(INFORMATION Opens)
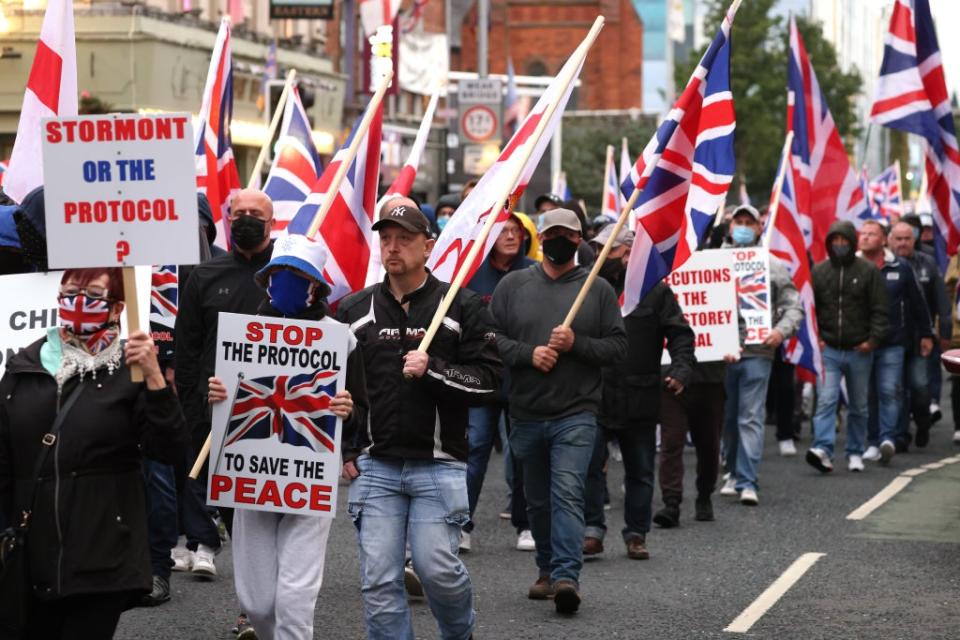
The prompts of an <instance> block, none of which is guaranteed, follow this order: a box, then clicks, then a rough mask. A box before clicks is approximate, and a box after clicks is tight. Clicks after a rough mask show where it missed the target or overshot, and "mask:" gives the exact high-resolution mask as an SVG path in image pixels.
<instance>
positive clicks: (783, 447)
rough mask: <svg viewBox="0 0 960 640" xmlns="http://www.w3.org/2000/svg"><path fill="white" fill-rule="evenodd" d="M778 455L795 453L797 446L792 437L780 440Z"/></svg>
mask: <svg viewBox="0 0 960 640" xmlns="http://www.w3.org/2000/svg"><path fill="white" fill-rule="evenodd" d="M780 455H781V456H783V457H784V458H789V457H791V456H795V455H797V447H796V445H794V444H793V438H791V439H789V440H781V441H780Z"/></svg>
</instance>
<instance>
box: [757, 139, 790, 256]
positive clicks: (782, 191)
mask: <svg viewBox="0 0 960 640" xmlns="http://www.w3.org/2000/svg"><path fill="white" fill-rule="evenodd" d="M792 146H793V131H788V132H787V139H786V140H784V142H783V153H782V154H780V172H779V173H778V174H777V181H776V183H774V185H773V200H771V201H770V215H769V216H767V233H766V234H765V235H764V237H763V246H764V247H769V246H770V237H771V236H772V235H773V227H774V225H775V224H776V223H777V210H778V209H779V208H780V194H781V193H783V180H784V178H786V175H787V167H788V166H789V164H790V162H789V161H790V149H791V147H792ZM794 197H796V196H794Z"/></svg>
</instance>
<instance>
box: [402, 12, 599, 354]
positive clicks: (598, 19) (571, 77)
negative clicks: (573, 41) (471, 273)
mask: <svg viewBox="0 0 960 640" xmlns="http://www.w3.org/2000/svg"><path fill="white" fill-rule="evenodd" d="M603 21H604V18H603V16H597V19H596V20H595V21H594V23H593V27H591V28H590V32H589V33H587V37H586V38H584V39H583V42H581V43H580V46H578V47H577V48H576V49H575V50H574V52H573V54H572V55H571V56H570V60H572V61H573V62H572V64H571V63H569V62H568V64H567V65H566V66H565V71H561V73H564V77H563V78H560V76H557V77H558V78H560V81H561V86H562V87H563V89H562V90H561V91H560V92H558V94H557V95H558V98H559V96H562V95H563V94H564V92H565V91H566V88H567V87H568V86H569V85H570V83H571V82H573V77H574V75H576V73H577V71H578V70H579V69H580V65H581V64H582V63H583V60H584V59H585V58H586V57H587V52H588V51H589V50H590V47H591V46H592V45H593V43H594V41H595V40H596V39H597V36H598V35H600V29H602V28H603ZM558 102H559V100H557V101H556V102H552V103H550V104H548V105H547V108H546V109H545V110H544V112H543V116H541V118H540V121H539V122H538V123H537V126H536V128H535V129H534V130H533V134H532V135H531V136H530V139H529V141H528V143H527V144H525V145H524V147H525V148H524V149H523V150H522V151H521V158H520V161H518V162H516V163H515V164H514V172H513V175H512V176H510V177H509V179H505V180H504V181H503V185H504V189H503V192H502V193H501V195H500V196H499V198H498V199H497V202H496V204H494V206H493V208H492V209H490V215H488V216H487V220H486V222H485V223H484V225H483V228H482V229H481V230H480V236H479V237H478V238H477V239H476V241H475V242H474V243H473V246H472V247H471V248H470V251H469V252H467V257H466V259H465V260H464V261H463V263H462V264H461V265H460V269H459V270H458V271H457V275H456V277H454V279H453V282H451V283H450V288H449V289H447V294H446V295H445V296H444V297H443V300H441V301H440V306H439V307H437V312H436V313H435V314H434V315H433V320H432V321H431V322H430V326H429V328H428V329H427V332H426V334H424V336H423V340H421V341H420V346H419V347H418V348H417V351H420V352H422V353H426V351H427V349H429V348H430V343H431V342H433V338H434V336H436V334H437V330H439V328H440V323H441V322H443V318H444V316H446V315H447V311H448V310H449V309H450V305H451V304H453V298H454V297H455V296H456V295H457V292H458V291H460V287H461V286H463V281H464V280H465V279H466V277H467V273H468V272H469V271H470V267H471V265H473V263H474V261H475V260H476V259H477V255H478V254H479V253H480V249H481V248H482V247H483V246H484V245H485V244H486V242H487V236H489V235H490V230H491V229H492V228H493V225H494V223H495V222H496V221H497V218H498V217H499V216H498V215H497V214H499V212H500V211H501V210H503V205H504V204H505V203H506V201H507V198H508V197H509V196H510V193H511V192H512V191H513V188H514V185H516V183H517V180H519V179H520V174H521V172H522V171H523V168H524V167H525V166H526V164H527V161H528V160H529V159H530V155H531V154H532V153H533V149H534V147H536V146H537V142H538V141H539V140H540V137H541V136H542V135H543V131H544V129H546V127H547V124H548V123H549V122H550V120H551V118H553V113H554V111H556V109H557V104H558ZM494 212H496V214H495V213H494Z"/></svg>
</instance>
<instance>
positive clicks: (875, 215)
mask: <svg viewBox="0 0 960 640" xmlns="http://www.w3.org/2000/svg"><path fill="white" fill-rule="evenodd" d="M867 193H868V194H869V196H870V208H871V209H873V211H874V217H875V218H880V219H883V220H890V219H891V217H892V216H894V215H898V216H899V215H903V200H902V199H901V197H900V161H899V160H897V161H896V162H895V163H894V164H892V165H891V166H890V167H888V168H887V169H886V170H884V171H883V173H881V174H880V175H878V176H877V177H876V178H874V179H873V180H871V181H870V183H869V184H868V185H867Z"/></svg>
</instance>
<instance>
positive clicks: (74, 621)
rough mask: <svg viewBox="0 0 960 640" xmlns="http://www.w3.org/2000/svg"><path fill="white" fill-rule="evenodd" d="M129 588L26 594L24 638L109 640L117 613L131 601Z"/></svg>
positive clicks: (132, 595) (131, 594)
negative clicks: (49, 597)
mask: <svg viewBox="0 0 960 640" xmlns="http://www.w3.org/2000/svg"><path fill="white" fill-rule="evenodd" d="M134 597H135V594H133V593H130V592H119V593H97V594H86V595H78V596H70V597H68V598H61V599H59V600H38V599H37V598H34V597H32V596H28V600H27V632H26V636H24V637H25V638H26V639H27V640H109V639H110V638H112V637H113V634H114V632H115V631H116V630H117V623H118V622H120V614H121V613H123V612H124V610H125V609H126V608H127V607H128V606H129V605H130V603H131V602H133V599H134Z"/></svg>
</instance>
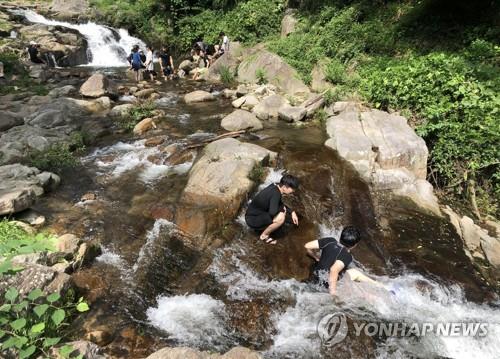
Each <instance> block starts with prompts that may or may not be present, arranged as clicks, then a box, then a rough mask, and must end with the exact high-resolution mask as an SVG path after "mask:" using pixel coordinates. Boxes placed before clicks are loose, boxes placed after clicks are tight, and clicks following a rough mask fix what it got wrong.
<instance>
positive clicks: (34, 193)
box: [0, 164, 59, 215]
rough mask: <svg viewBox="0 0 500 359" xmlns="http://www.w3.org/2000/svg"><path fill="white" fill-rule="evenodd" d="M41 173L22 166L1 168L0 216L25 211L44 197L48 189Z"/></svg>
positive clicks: (0, 188)
mask: <svg viewBox="0 0 500 359" xmlns="http://www.w3.org/2000/svg"><path fill="white" fill-rule="evenodd" d="M41 173H42V172H41V171H40V170H38V169H37V168H35V167H27V166H23V165H21V164H14V165H5V166H0V215H2V214H12V213H16V212H20V211H23V210H25V209H27V208H29V207H31V206H32V205H33V204H34V203H35V202H36V200H37V198H38V197H40V196H41V195H43V193H44V192H45V190H46V188H47V187H46V188H44V183H43V182H42V181H41V180H40V178H39V177H38V175H40V174H41ZM47 173H48V172H47ZM49 174H50V176H51V177H54V178H59V177H58V176H57V175H55V174H52V173H49ZM58 181H59V180H58Z"/></svg>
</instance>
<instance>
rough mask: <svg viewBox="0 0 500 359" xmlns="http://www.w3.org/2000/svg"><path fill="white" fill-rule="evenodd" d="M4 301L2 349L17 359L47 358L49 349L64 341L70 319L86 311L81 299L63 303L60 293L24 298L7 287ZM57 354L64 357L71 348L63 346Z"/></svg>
mask: <svg viewBox="0 0 500 359" xmlns="http://www.w3.org/2000/svg"><path fill="white" fill-rule="evenodd" d="M4 299H5V303H4V304H3V305H2V306H1V307H0V343H1V349H2V351H4V350H11V351H13V352H14V353H15V354H17V356H18V357H19V358H34V357H37V356H38V355H40V354H42V355H44V356H45V357H49V351H50V349H51V348H52V347H54V346H56V345H57V344H59V343H60V342H61V341H62V340H63V339H64V332H63V329H64V327H65V326H67V325H68V323H69V319H70V318H71V317H72V316H74V315H75V314H76V313H79V312H86V311H88V310H89V306H88V304H87V303H86V302H85V301H84V300H83V298H80V299H79V300H78V302H77V303H66V302H64V300H63V299H62V298H61V295H60V294H59V293H52V294H50V295H48V296H45V295H44V293H43V292H42V290H40V289H35V290H33V291H32V292H30V293H29V294H28V295H27V296H23V295H20V294H19V292H18V290H17V289H16V288H9V289H8V290H7V291H6V292H5V295H4ZM59 352H60V354H61V355H62V356H63V357H64V358H67V357H69V354H70V353H71V352H73V348H72V347H70V346H67V345H66V346H63V347H62V348H61V349H59ZM80 358H82V356H80Z"/></svg>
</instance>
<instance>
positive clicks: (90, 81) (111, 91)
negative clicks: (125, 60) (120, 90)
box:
(INFORMATION Closes)
EXERCISE REQUIREMENTS: Display every line of the listing above that contains the string "after". Matching is case-sensitive.

SOLUTION TO THIS TASK:
The prompts of an <instance> block, none of which is guaranteed, follow this order: a box, then clicks, then a rough mask. A box before clicks is approximate, and a box after clicks is tight. Clicks after a rough mask show where it missed the target or overshot, and "mask:" gives the exact high-resolution mask as an SVG path in image pixels.
Each <instance> block starts with prompts that may or may not be present, arranged as clicks, then a box, then a rough mask, and must end with the exact high-resolution mask as an SVG path after "mask:" using pixel coordinates. Boxes placed before clicks are loose, boxes placed after clicks are tight, and clicks following a rough mask fix what it got wrong.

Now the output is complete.